----- SOURCE RECORDS -----

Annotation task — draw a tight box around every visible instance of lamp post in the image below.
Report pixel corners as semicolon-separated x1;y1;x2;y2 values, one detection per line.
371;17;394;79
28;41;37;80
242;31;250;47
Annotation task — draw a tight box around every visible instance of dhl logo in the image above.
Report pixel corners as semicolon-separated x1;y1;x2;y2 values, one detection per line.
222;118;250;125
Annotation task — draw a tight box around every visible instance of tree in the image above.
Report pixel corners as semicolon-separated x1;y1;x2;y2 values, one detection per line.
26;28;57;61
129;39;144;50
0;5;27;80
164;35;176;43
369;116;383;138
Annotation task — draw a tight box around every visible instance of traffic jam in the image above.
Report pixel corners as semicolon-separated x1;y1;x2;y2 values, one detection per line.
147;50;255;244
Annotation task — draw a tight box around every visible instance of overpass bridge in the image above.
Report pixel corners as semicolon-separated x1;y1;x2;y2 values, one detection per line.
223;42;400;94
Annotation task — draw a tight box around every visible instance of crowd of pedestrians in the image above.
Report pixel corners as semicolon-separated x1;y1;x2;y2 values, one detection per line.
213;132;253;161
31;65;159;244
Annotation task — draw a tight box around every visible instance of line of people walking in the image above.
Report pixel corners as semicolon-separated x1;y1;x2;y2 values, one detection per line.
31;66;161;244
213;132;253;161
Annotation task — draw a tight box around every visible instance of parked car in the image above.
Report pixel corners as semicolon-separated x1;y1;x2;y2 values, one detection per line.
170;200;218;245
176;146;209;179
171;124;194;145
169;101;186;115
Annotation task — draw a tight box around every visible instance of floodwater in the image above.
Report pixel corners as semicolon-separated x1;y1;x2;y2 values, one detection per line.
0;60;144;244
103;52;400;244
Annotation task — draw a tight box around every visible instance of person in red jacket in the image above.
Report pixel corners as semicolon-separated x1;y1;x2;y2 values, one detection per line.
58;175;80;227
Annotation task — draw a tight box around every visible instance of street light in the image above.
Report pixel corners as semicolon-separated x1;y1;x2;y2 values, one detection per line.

-----

TASK STATEMENT: Give all of the data above as a Markdown table with the columns No. and Line. Put each nonblank line in its own row and number the rows in order.

SOLVED PROBLEM:
| No. | Line |
|---|---|
| 1 | Annotation task — draw a tight box around every visible instance of lamp post in the image below. |
| 2 | Report pixel corners as semicolon-separated x1;y1;x2;y2 values, one detection per line. |
| 3 | 371;17;394;79 |
| 4 | 28;41;37;80 |
| 5 | 242;31;250;47 |
| 6 | Annotation task — draw a tight box around every visible instance of dhl logo in the image above. |
| 7 | Report pixel corners as semicolon-separated x1;y1;x2;y2 values, one detection per line. |
| 8 | 222;118;250;125 |
| 9 | Annotation task — draw a tight box around every visible instance of tree in the image above. |
| 10 | Report pixel corners as semicolon-separated x1;y1;x2;y2 values, one detection per line. |
| 11 | 26;28;57;61 |
| 12 | 129;39;144;50 |
| 13 | 0;5;27;80 |
| 14 | 164;35;176;43 |
| 15 | 369;116;383;138 |
| 16 | Annotation task — draw a tight box around every visible instance of traffic jam in the image above. |
| 17 | Report pixel corners as semicolon-separated x1;y1;x2;y2 values, one detection per line. |
| 18 | 147;50;255;244 |
| 19 | Annotation task — draw a tight box around every visible instance of overpass bridge in the image above. |
| 20 | Report pixel corners as semicolon-separated x1;y1;x2;y2 values, one detection per line. |
| 21 | 223;42;400;94 |
| 22 | Annotation task — draw a tight box around every visible instance of crowd of pedestrians in the image above. |
| 23 | Report pixel corners as semicolon-separated x1;y1;x2;y2 values, one detection per line. |
| 24 | 213;132;253;161 |
| 25 | 31;65;159;244 |
| 26 | Annotation task — draw a tight box around every visible instance of line of people walking in the image above. |
| 27 | Report pixel corners as semicolon-separated x1;y1;x2;y2 values, one detection per line. |
| 28 | 31;66;161;244 |
| 29 | 213;132;253;161 |
| 30 | Annotation task — draw a tight box around every visible instance of parked car in the image above. |
| 31 | Report pixel corners as semicolon-separated x1;y1;x2;y2 values, one detection per line. |
| 32 | 170;200;218;245 |
| 33 | 176;146;209;179 |
| 34 | 171;124;194;145 |
| 35 | 169;101;186;115 |
| 36 | Annotation task — draw a tight box around every visible instance of floodwater in the image above. |
| 37 | Report pixel corners as semicolon-separated x1;y1;x2;y2 values, one detection per line. |
| 38 | 0;60;144;244 |
| 39 | 103;52;400;244 |
| 40 | Annotation task — draw a tight box around every visible instance of person in red jacket in the image above. |
| 41 | Report pixel corners as semicolon-separated x1;y1;x2;y2 values, one detection per line. |
| 42 | 58;175;80;227 |
| 43 | Annotation task — draw a tight box around every visible instance of street light in the image above. |
| 44 | Report pixel corners as semicolon-separated x1;y1;x2;y2 values, one detection per line. |